## [GIVEN DATA]

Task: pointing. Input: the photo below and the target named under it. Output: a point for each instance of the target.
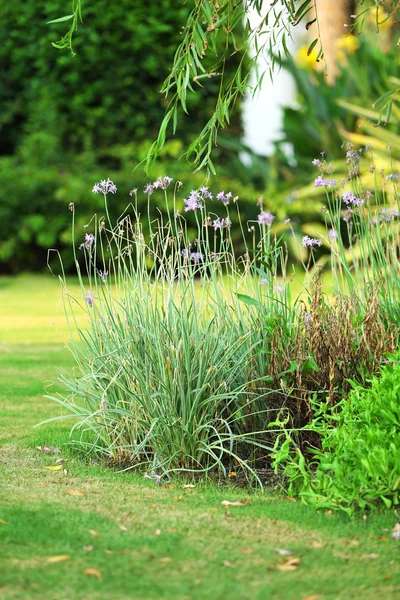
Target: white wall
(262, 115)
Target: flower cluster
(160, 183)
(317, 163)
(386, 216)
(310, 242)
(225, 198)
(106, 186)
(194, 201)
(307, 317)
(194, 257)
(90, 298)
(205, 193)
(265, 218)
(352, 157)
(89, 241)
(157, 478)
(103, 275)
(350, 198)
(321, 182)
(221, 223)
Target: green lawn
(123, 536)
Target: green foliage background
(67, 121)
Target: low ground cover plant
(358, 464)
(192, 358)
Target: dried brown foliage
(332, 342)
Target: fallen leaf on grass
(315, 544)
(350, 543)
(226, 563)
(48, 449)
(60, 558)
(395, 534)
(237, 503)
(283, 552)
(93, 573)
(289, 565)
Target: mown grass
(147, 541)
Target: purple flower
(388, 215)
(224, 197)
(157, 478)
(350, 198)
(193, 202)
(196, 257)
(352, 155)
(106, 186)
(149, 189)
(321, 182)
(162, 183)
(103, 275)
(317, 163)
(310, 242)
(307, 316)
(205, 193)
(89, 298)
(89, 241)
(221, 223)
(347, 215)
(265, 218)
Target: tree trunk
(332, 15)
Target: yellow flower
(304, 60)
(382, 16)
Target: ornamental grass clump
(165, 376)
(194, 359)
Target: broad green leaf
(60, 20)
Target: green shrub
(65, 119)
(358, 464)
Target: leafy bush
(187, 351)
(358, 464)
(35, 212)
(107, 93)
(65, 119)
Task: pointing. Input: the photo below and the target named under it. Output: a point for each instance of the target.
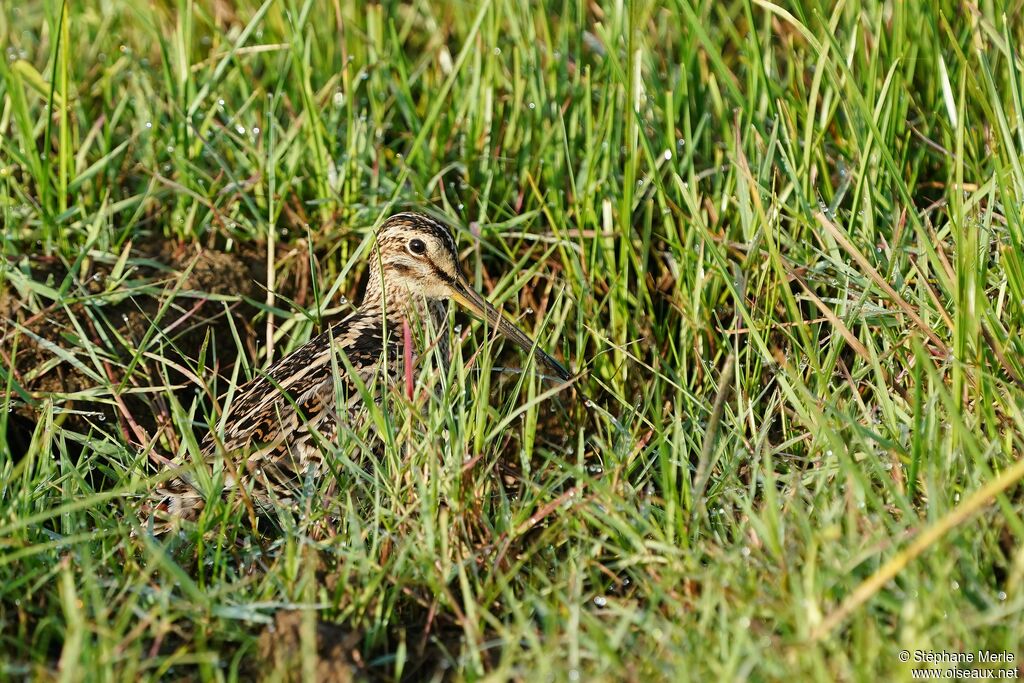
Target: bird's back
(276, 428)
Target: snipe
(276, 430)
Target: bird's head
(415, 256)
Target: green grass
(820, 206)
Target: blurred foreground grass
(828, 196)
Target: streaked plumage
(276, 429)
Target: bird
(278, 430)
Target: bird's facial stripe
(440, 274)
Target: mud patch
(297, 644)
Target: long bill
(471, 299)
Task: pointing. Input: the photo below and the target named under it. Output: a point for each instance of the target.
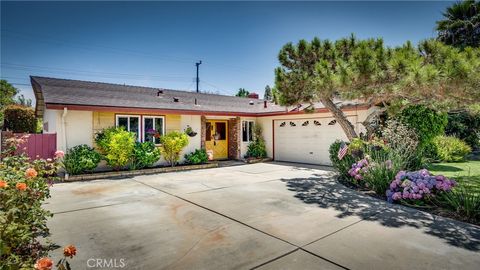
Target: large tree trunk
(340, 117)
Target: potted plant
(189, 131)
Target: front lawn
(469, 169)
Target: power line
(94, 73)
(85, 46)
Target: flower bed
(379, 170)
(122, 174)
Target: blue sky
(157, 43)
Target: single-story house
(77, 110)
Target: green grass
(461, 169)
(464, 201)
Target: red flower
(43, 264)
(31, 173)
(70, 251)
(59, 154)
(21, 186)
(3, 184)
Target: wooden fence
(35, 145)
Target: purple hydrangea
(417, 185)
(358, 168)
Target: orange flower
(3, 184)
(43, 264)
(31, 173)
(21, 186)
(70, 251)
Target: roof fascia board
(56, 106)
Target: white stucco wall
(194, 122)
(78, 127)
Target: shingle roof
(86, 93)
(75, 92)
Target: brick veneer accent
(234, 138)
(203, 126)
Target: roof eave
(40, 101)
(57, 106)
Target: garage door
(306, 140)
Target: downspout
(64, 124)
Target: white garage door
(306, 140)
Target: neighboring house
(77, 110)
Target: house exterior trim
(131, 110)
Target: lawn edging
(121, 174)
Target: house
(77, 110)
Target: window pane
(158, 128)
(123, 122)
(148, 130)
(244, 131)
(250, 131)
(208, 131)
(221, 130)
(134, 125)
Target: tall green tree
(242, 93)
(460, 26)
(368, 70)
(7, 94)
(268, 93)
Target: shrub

## [WORK TO BE COMPLETED]
From the line containing "Target: garage door" down to the last line of the records, transcribe every line exactly and add nothing else.

## [TASK OUTPUT]
Target: garage door
(306, 140)
Target: downspout
(64, 124)
Target: white garage door
(306, 140)
Target: neighboring house
(77, 110)
Target: house exterior trim
(131, 110)
Target: lawn edging
(121, 174)
Target: house
(77, 110)
Target: window pane
(158, 128)
(123, 122)
(148, 130)
(244, 131)
(250, 131)
(208, 131)
(221, 130)
(134, 125)
Target: tall green tree
(242, 93)
(460, 26)
(368, 70)
(7, 94)
(268, 93)
Target: shrub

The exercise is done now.